00:10:39
Speaker
Eventually after that time at home and then I moved to Cincinnati for a bit, I eventually visited Chicago. All my friends in Chicago were having a great time. So like my third or fourth thing after college, you know, and this is all in about 18 months, I moved to Chicago and I moved to Chicago with $200. And I had stuff, had my stuff sealed in like moving boxes with like, you know, duct tape and shit.

Path to Success

00:11:01
Speaker
Yeah.
00:11:01
Speaker
friends pick me up, I wore a suit because I thought if I wore a suit to fly to Chicago, that it would show that I was serious and I had an electric typewriter. So, you know, you said nobody knows anything, dude, I knew, I knew literally nothing. And then you ask, what's the secret sauce? I think before I say that, I just want to make it clear, like, I, some of my secret sauce has just been perseverance. Yep.
00:11:28
Speaker
Love that answer. Yeah, you just keep going. And so so when you get to a certain age, people are like, what advice would you give to your 25 year old self? So and the problem is that your 25 year old self can't hear the smart like, like I would say have faith and keep going. But that sounds horrible to a 25 year old. Like, they don't even know what faith is yet. Like I didn't. What I mean by that in a way that hopefully people could understand is
00:11:59
Speaker
So much of the suffering and the mistakes, which are just inevitable, do have a purpose and meaning. But it takes a long time. It's not like you
00:12:11
Speaker
go to a job and you learn something and then you pivot. It's not linear. It's not rational. It's just the faith is, faith is basically to believe in something where there's no rational evidence for it. So the faith I would tell people to have is literally the dumbest people that I've ever known with the least social skills over time are okay.
00:12:33
Speaker
And so if you're not the dumbest person with the least social skills, you have an even better chance. But literally, like everybody I went to college with eventually finds their path. So so everybody will find their path. I could say have faith, maybe the better thing is to say be patient, which is also horrifying to a 25 year old. And then literally,
00:12:53
Speaker
Nothing I did was linear or rational. And most of my friends that have been successful. It's the same thing. You just keep trying stuff. And beyond having faith and persisting, the biggest there are two other things that I picked up that again, I told you I figure shit out as I talked. Absolutely. One of them is how to trust my gut.
■ ■ ■ ■ ■
Tasks and exercises:
• A. According to the transcript, how much money did the speaker have when moving to Chicago?
• B. For each statement, answer yes or no according to the transcript and quote its deciding words: (i) The speaker wore a suit on the flight to Chicago. (ii) The speaker arrived in Chicago with a computer. (iii) The speaker describes their own path as linear.
The material has no connection to the transcript.

Given data:
■ ■ ■ ■ ■
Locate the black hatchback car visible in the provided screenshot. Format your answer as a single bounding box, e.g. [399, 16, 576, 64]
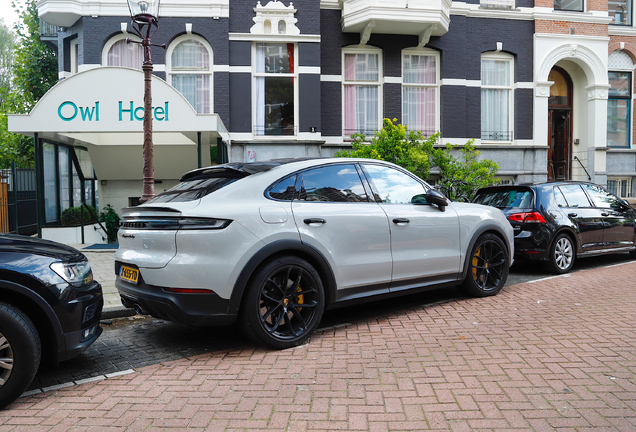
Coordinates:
[0, 234, 104, 408]
[473, 181, 636, 274]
■ ■ ■ ■ ■
Answers given:
• A. $200.

• B.
(i) Yes: "I wore a suit because I thought if I wore a suit to fly to Chicago, that it would show that I was serious"
(ii) No: "I had an electric typewriter"
(iii) No: "Nothing I did was linear or rational."